- [Supplied text]:

Herzog is primarily a novel of redemption. For all of its innovative techniques and brilliant comedy, it tells one of the oldest of stories. Like the Divine Comedy or the dark night of the soul of St. John of the Cross, it progresses from darkness to light, from ignorance to enlightenment. Today it is still considered one of the greatest literary expressions of postwar America.

 

Synopsis courtesy of Penguin Reader`s Guide

24 comments:

Anonymous said...

I'm embarassed to say that I've never read anything by Saul Bellow.  After this synopsis, I promise you that will change very, very soon. I'd already planned on hitting the library today.

Anonymous said...

I love this book, too.

Anonymous said...

hey vince.  i am blown away by this post on Herzog, a book i have never read.  how many times have you read this book?  it sounds a little deeper than my capability, but i may just give it a try.  in what way does this book tell us more about you?  how do you identify with aspects of this story or character?  or, do you?

Anonymous said...

Great Book!  No question about that!  
But answer the question:  how does it describe Vincent?  Are you redeemed?

~~mumsy, who is picking fights all over the place today.

Anonymous said...

Vince, uh oh, looks like you already answered the question some of us had on this one. No? Me, niether,never heard of Saul, I'll get it and some others he wrote. I love to read even Ketchup labels. TKS for the book report.I can't imagine it being the best of all books though, will find out.

Anonymous said...

Hi, commenters....After reading the comments, I am ashamed to admit that the attribution line for the synopsis was never posted! Ooops! As now posted, it is from Penguin Reader`s Guide. I would never be able to write such a beautiful Book Review.
V

Anonymous said...

When I first read Herzog, I was struggling with the end of an intimate relationship and at the same time, I was deeply trying to understand existential philosophy.
The convergence of my pain & thirst for knowledge and my reading of this brilliant book, dwelling intimately with the same pain and philosophical questions, affected me as no book of fiction has since.
V

Anonymous said...

I have never heard of this book but this has definitely sold me that I must read it. You really didn't reveal how it is you in the pages of this book. I saw your comment but it would be nice to know more. I guess I am too nosey. :-) ---Robbie

Anonymous said...

- [Your task]:
Reproduce the Herzog post above word for word, between "But answer the" and "will find out.", inclusive.

- [Dataset content]:
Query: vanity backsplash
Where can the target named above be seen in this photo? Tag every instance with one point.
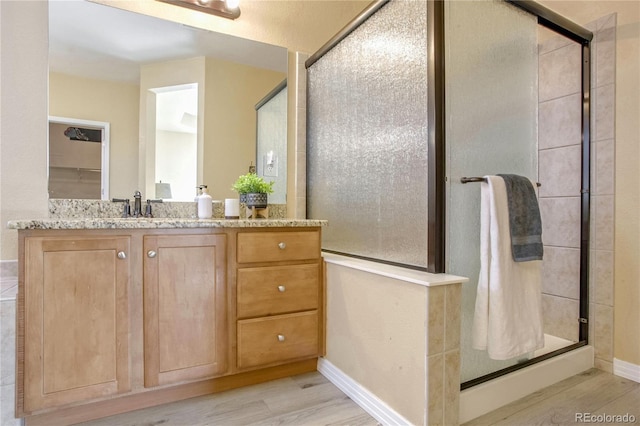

- [Answer]:
But answer the question:  how does it describe Vincent?  Are you redeemed?

~~mumsy, who is picking fights all over the place today.

Anonymous said...

Vince, uh oh, looks like you already answered the question some of us had on this one. No? Me, niether,never heard of Saul, I'll get it and some others he wrote. I love to read even Ketchup labels. TKS for the book report.I can't imagine it being the best of all books though, will find out.